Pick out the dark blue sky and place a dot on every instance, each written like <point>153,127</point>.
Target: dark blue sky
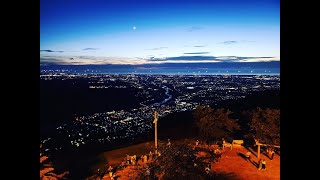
<point>133,32</point>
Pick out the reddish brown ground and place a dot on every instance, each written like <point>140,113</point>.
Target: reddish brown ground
<point>230,163</point>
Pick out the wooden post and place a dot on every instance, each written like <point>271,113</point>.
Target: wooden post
<point>156,131</point>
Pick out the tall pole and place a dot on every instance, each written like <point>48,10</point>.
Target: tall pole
<point>155,131</point>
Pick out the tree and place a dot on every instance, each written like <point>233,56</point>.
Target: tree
<point>177,162</point>
<point>265,125</point>
<point>46,169</point>
<point>214,124</point>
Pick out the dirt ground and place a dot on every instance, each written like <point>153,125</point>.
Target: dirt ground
<point>232,163</point>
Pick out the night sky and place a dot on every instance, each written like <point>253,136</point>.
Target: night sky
<point>144,32</point>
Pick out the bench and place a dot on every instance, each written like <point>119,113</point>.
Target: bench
<point>237,142</point>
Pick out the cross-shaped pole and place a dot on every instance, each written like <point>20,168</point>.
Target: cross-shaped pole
<point>155,131</point>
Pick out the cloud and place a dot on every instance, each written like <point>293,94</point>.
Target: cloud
<point>96,60</point>
<point>158,48</point>
<point>197,53</point>
<point>86,49</point>
<point>213,59</point>
<point>194,28</point>
<point>229,42</point>
<point>48,50</point>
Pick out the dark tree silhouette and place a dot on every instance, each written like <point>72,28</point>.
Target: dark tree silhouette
<point>46,169</point>
<point>265,125</point>
<point>177,162</point>
<point>214,124</point>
= = =
Only the last part of the entries above is needed: please copy the line with "Target: reddish brown ground" and each line after it exactly.

**Exercise output:**
Target: reddish brown ground
<point>230,163</point>
Pick out the wooden post and place a dot on every instance, each written like <point>271,113</point>.
Target: wooden post
<point>156,131</point>
Pick out the tall pole and place a dot on every instance, each written like <point>48,10</point>.
Target: tall pole
<point>155,131</point>
Pick out the tree and place a dot on every instance, each written like <point>233,56</point>.
Target: tree
<point>177,162</point>
<point>265,125</point>
<point>46,169</point>
<point>214,124</point>
Pick out the dirt ground and place a dot on every instance, each written like <point>153,125</point>.
Target: dirt ground
<point>232,163</point>
Pick out the night sky and place a dot on every instance, each written like <point>253,136</point>.
Target: night sky
<point>144,32</point>
Pick out the bench and place a dot on every instance, each written like <point>119,113</point>.
Target: bench
<point>237,142</point>
Pick out the cross-shaped pole and place a dot on every instance, each written like <point>20,168</point>.
Target: cross-shaped pole
<point>155,131</point>
Pick out the cloud and place a dot on every instance, each written like <point>293,94</point>.
Target: cloud
<point>96,60</point>
<point>158,48</point>
<point>197,53</point>
<point>86,49</point>
<point>213,59</point>
<point>194,28</point>
<point>229,42</point>
<point>48,50</point>
Pick out the dark tree silhouette and place a dot on every instance, each written like <point>72,28</point>.
Target: dark tree silhouette
<point>46,169</point>
<point>265,125</point>
<point>177,162</point>
<point>214,124</point>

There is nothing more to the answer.